» **Text to read**:
Strive for sustainability: design buildings and landscapes to be compatible with the regional environment, and to conserve natural resources

Recognize limits of land: develop new spaces and provide for future expansion in a manner that effectively utilizes the campus’s limited land resources.

Enhance academic & social interaction: locate campus buildings and facilities in close proximity to enhance learning, research and social interaction.

Pedestrian-first orientation: maintain the core of the campus as a pedestrian-dominant area, and place academic buildings within a ten-minute walk radius of each other

Recognize vehicles: recognize and sensitively accommodate the need for vehicles on campus without compromising the convenience and safety of pedestrians.

Ensure access: ensure that persons with disabilities can effectively and safely access campus buildings and facilities.

Campus-community interface: design and place buildings, facilities, and structures in a manner that respects the massing, scale and residential nature of buildings at the community interface.

IV Design & Development Guidelines

1.0 The Built Environment

Campus planning and design addresses the physical manifestation of the university’s strategic mission: academic and research excellence as identified in “A Vision for the Future: A Strategic Plan for the University of Victoria” February 2002.

The purpose of the campus is to bring together diverse people and their ideas in an environment that creates opportunity for intellectual and social interaction. While the physical character and quality of the campus is defined by its buildings, open space and landscaping, it is the open space which has the greatest potential for encouraging interaction and communication. The campus open spaces, comprised of pathways, streets, commons, the quadrangle, courtyards, plazas, gardens, playfields, the fountain, and the ziggurat create the unifying structure to the physical campus and the campus community.

Individual buildings should also be designed to enhance opportunities for intellectual and social interaction. Public spaces, such as courtyards should be generous enough to provide usable and inviting spaces and should provide places for sitting, congregating and conversing.

1.1 Building Design

Buildings on campus reflect many styles and the era in which they were built. Although there is no uniform architectural style, the landscaping and public spaces serve to unify these buildings into a more coherent design. In the very long term as buildings are renewed and replaced, the campus image can be subtly but effectively enhanced by a consistency of design for certain elements.

The main library is to serve as the primary visual architectural statement for the campus and anchor at the east end of the Quadrangle

The design of new buildings should fulfill three objectives:

§  meet the needs of its intended users;

§  address its physical context, and

§  contribute to an improved campus environment.

1.2 Building Site Considerations

As each new project is planned, the University must take care in its siting by considering the project’s relationship to the physical and programmatic goals for the campus. New buildings should not be considered in isolation from one another, but as important elements that have the potential to create and reinforce the exterior spaces, courtyards, and corridors of the campus.

Siting decisions shall be informed by the following considerations:

§  The functional relationship of a new building to existing and planned facilities: The campus plan suggests the use of the inner ring road area as the primary location for academic and student support uses. A concentration of student-oriented services and facilities is supported in the area of the McKinnon Gym, campus centre, student union building and graduate students building.

§  A new project’s intended use, desired scale, and massing should be paramount when selecting a building site.

» **Challenge**: From the campus planning text, transcribe word for word the part that begins with the words containing "Recognize limits of" and ends with "safety of pedestrians.".

» **Source material**:
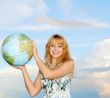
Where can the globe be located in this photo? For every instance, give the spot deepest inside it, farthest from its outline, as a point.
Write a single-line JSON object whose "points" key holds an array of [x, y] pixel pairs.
{"points": [[17, 49]]}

» **Final result**:
Recognize limits of land: develop new spaces and provide for future expansion in a manner that effectively utilizes the campus’s limited land resources.

Enhance academic & social interaction: locate campus buildings and facilities in close proximity to enhance learning, research and social interaction.

Pedestrian-first orientation: maintain the core of the campus as a pedestrian-dominant area, and place academic buildings within a ten-minute walk radius of each other

Recognize vehicles: recognize and sensitively accommodate the need for vehicles on campus without compromising the convenience and safety of pedestrians.